» **PROBLEM REQUIREMENTS**: Convert the whole listing below into a JSON list of strings, one string per line, with blank lines omitted. Leave the pictures out.

» **RECORDS SUPPLIED**:
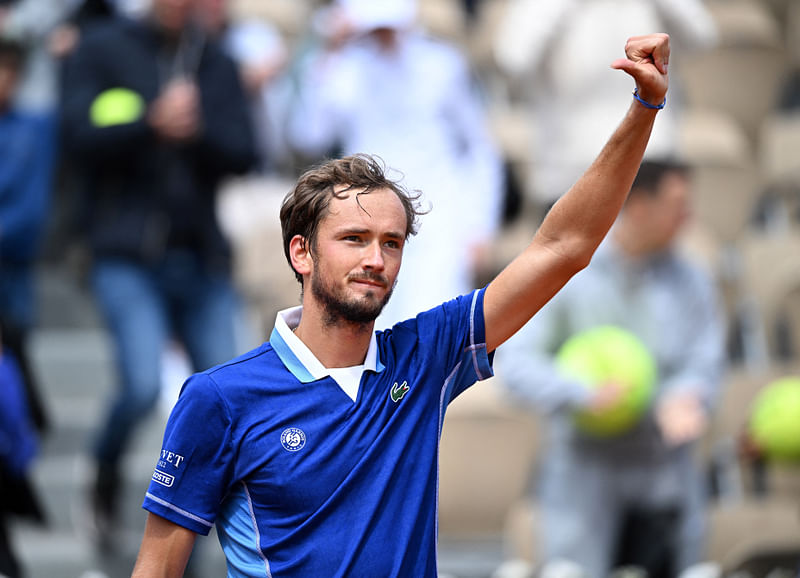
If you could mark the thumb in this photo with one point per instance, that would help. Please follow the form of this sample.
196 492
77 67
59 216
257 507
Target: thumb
624 64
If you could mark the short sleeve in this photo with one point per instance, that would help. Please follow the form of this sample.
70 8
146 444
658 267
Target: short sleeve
193 470
455 331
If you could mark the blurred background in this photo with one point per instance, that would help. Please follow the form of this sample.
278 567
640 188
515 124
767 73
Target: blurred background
532 99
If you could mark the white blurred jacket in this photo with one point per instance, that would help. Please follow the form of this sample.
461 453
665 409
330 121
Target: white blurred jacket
417 109
564 48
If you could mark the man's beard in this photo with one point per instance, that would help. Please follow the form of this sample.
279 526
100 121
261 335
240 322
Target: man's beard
357 310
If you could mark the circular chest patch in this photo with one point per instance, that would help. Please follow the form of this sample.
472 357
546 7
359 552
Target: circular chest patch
293 439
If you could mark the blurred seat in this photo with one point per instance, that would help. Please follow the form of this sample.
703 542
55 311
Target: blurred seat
771 282
743 531
726 190
487 450
725 176
520 532
443 19
779 162
792 32
742 75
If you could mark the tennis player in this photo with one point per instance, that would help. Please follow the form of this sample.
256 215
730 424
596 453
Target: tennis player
315 455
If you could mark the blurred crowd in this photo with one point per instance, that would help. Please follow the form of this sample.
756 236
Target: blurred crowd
148 143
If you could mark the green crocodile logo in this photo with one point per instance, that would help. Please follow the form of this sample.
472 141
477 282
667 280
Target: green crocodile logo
398 391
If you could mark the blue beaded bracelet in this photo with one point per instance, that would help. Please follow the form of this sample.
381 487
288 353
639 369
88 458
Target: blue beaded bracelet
645 103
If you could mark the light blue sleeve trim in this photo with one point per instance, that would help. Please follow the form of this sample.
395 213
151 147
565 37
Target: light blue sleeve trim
178 510
289 359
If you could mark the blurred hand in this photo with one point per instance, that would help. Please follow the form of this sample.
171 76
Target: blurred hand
63 40
606 397
175 114
258 75
681 417
647 60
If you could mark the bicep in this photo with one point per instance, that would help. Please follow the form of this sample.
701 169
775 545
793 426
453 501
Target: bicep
165 549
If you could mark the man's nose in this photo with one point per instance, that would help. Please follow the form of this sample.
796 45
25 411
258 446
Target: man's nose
373 256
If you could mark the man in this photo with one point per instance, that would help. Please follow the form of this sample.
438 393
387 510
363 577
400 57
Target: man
27 163
316 454
382 86
601 495
155 117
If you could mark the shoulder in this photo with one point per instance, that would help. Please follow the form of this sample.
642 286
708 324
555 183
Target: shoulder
261 356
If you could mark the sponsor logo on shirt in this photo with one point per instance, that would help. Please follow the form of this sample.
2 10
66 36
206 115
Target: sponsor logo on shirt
170 458
398 391
293 439
163 478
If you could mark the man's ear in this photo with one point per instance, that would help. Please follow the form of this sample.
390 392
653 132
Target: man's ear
300 253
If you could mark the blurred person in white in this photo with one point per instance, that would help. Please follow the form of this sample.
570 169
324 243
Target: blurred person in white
645 479
380 85
261 53
573 103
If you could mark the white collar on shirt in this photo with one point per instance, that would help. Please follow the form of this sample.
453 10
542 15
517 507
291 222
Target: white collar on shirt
348 378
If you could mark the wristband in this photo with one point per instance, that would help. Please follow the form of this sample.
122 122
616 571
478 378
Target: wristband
646 104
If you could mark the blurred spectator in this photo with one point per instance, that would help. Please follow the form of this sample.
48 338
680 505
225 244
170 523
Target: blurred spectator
155 115
26 162
262 55
643 481
560 49
18 447
382 87
27 156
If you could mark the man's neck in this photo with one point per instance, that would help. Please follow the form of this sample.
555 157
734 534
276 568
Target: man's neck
339 344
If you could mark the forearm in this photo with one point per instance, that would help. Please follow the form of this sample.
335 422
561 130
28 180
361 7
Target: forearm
580 219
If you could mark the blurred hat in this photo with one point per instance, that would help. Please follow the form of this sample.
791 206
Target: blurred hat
365 15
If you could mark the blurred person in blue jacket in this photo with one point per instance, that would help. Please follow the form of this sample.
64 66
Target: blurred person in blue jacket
378 84
644 481
27 160
155 117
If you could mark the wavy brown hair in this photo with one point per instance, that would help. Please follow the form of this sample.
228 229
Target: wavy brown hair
308 202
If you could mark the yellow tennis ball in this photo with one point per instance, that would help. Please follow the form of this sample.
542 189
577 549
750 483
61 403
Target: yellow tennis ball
116 106
610 354
775 419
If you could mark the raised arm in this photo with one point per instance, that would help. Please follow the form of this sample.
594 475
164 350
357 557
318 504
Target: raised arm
578 222
165 549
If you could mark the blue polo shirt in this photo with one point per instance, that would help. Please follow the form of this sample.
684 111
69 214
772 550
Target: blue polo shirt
303 480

» **SOLUTION TO THE EXERCISE**:
[
  "If you could mark the thumb in this photo with one point per instance, that would help. Please follow the form of this sample.",
  "196 492",
  "77 67",
  "59 216",
  "257 507",
  "Target: thumb",
  "624 64",
  "If you could mark the short sleeve in this photo with one point per instance, that would help. Please follow the form of this sample.",
  "70 8",
  "146 444",
  "658 267",
  "Target: short sleeve",
  "193 470",
  "455 331",
  "If you could mark the blurred background in this photo with one point per instance, that would help. Please follow the form of this sample.",
  "278 567",
  "640 188",
  "515 124",
  "767 73",
  "Target: blurred background",
  "532 99",
  "If you could mark the white blurred jacket in this photo with one point per instance, that would help. Please follow the form of this sample.",
  "461 453",
  "665 409",
  "330 121",
  "Target: white blurred jacket",
  "417 109",
  "564 48",
  "If you could mark the man's beard in this photo with one point per instance, that would help. Please follow the form of this sample.",
  "279 526",
  "100 121",
  "261 335",
  "240 322",
  "Target: man's beard",
  "357 310",
  "If you could mark the circular chest patch in this photo with one point per instance, that would help. Please follow the form of this sample.",
  "472 357",
  "546 7",
  "359 552",
  "Target: circular chest patch",
  "293 439",
  "If you could mark the blurred seat in this photo with one point per instance, that would help. Please follow the form of this sample.",
  "703 542",
  "55 311",
  "Target: blurred seat",
  "771 282",
  "743 531",
  "726 190",
  "487 450",
  "725 176",
  "520 532",
  "443 19",
  "779 162",
  "792 32",
  "742 75",
  "If you could mark the tennis player in this photo with one point per instance, that would help. Please follow the form of this sample.",
  "256 215",
  "730 424",
  "596 453",
  "Target: tennis player",
  "315 455",
  "If you could mark the blurred crowd in this photo with one point per instance, that would help. Please follow the form of this sample.",
  "756 236",
  "Target: blurred crowd",
  "148 143",
  "If you could mark the green crocodile logo in this photo with one point per instance, that would help. Please follow the form of this sample.",
  "472 141",
  "477 282",
  "667 280",
  "Target: green crocodile logo",
  "398 391",
  "If you could mark the blue beaded bracelet in this photo with one point per instance, that would help. Please follow the form of this sample.",
  "381 487",
  "288 353",
  "639 369",
  "88 458",
  "Target: blue beaded bracelet",
  "645 103",
  "If you could mark the light blue sleeve trim in this photo with one point per instance, that would help. Please follow the form of this sample.",
  "395 213",
  "151 147",
  "565 37",
  "Target: light blue sleeve trim",
  "178 510",
  "289 359",
  "If you could mark the blurred hand in this photo with one point per instance, that would help. Please follow the form of this sample.",
  "171 76",
  "Target: blurred hand",
  "63 40",
  "606 397",
  "175 114",
  "258 75",
  "681 417",
  "647 60",
  "If you could mark the bicep in this photo with one point per instance, that would help. Please follow the form of this sample.",
  "701 169",
  "775 545",
  "793 426",
  "453 501",
  "Target: bicep",
  "165 549",
  "If you could mark the man's nose in this photo with one point per instance, that would help. Please follow the form of this sample.",
  "796 45",
  "25 411",
  "258 446",
  "Target: man's nose",
  "373 256",
  "If you could mark the man in this photo with one point per instance, that would help. Please follow the form of this sample.",
  "438 393",
  "387 510",
  "363 577",
  "400 57",
  "Target: man",
  "27 163",
  "316 454",
  "382 86",
  "601 495",
  "155 117",
  "If you could mark the shoulder in this photo with one point per instance, that would help. Please follow the form of this sample.",
  "642 286",
  "708 324",
  "555 183",
  "Target: shoulder",
  "261 356",
  "If you could mark the sponsor logo on shirt in this photo with one point per instance, that would help. Please follow the form of this sample.",
  "2 10",
  "66 36",
  "206 115",
  "Target: sponsor logo on shirt",
  "170 458",
  "398 391",
  "293 439",
  "163 478",
  "If you could mark the man's ear in this photo with one point per instance, that would help. Please follow the form of this sample.",
  "390 392",
  "653 132",
  "Target: man's ear",
  "300 253",
  "If you could mark the blurred person in white in this photo with one point per instance, that would help. Please follow the form of this sample.",
  "570 169",
  "324 243",
  "Target: blurred person in white",
  "645 479",
  "380 85",
  "261 53",
  "573 103",
  "If you could mark the white collar on shirt in this photo with one point per instance, that would help. Please follow the form of this sample.",
  "453 10",
  "542 15",
  "517 507",
  "291 222",
  "Target: white collar on shirt",
  "348 378",
  "If you could mark the wristband in this photo with one point per instance, that would help. Please follow the form of this sample.",
  "122 122",
  "616 571",
  "478 378",
  "Target: wristband",
  "646 104",
  "If you could mark the blurred spectator in this photo with one point per instance, that would help. Please follow the form of this sample.",
  "48 338",
  "680 505",
  "225 244",
  "170 523",
  "Target: blurred spectator",
  "155 115",
  "26 162",
  "262 55",
  "643 481",
  "560 49",
  "18 447",
  "382 87",
  "27 156",
  "If you could mark the man's neck in this photo with one point per instance, that would help. Please follow the form of this sample.",
  "555 157",
  "734 534",
  "276 568",
  "Target: man's neck",
  "339 344",
  "If you could mark the forearm in this photo with one point per instance, that would help. Please follow the form of this sample.",
  "335 422",
  "561 130",
  "28 180",
  "361 7",
  "Target: forearm",
  "580 219",
  "If you could mark the blurred hat in this photo with one point per instance, that would help. Please follow the form of this sample.",
  "791 206",
  "Target: blurred hat",
  "365 15",
  "If you could mark the blurred person in blue jacket in this photo with one point per instance, that would help. Please follow the form of this sample.",
  "64 66",
  "Target: blurred person in blue jacket",
  "378 84",
  "644 481",
  "27 160",
  "155 117",
  "If you could mark the wavy brown hair in this photo with one point per instance, that would help. Please follow the form of this sample.",
  "228 229",
  "Target: wavy brown hair",
  "308 202",
  "If you could mark the yellow tennis ball in this photo with one point per instance, that would help. Please follow the form of this sample.",
  "542 189",
  "577 549",
  "750 483",
  "61 403",
  "Target: yellow tennis ball",
  "116 106",
  "610 354",
  "775 419",
  "If you could mark the raised arm in this photo with one point per instance, that would help. Please follow the form of this sample.",
  "594 475",
  "164 350",
  "357 557",
  "318 504",
  "Target: raised arm",
  "578 222",
  "165 549",
  "If you could mark the blue polo shirt in this photo with one point per instance, that would help. Please follow the form of this sample.",
  "684 111",
  "69 214",
  "772 550",
  "Target: blue polo shirt",
  "303 480"
]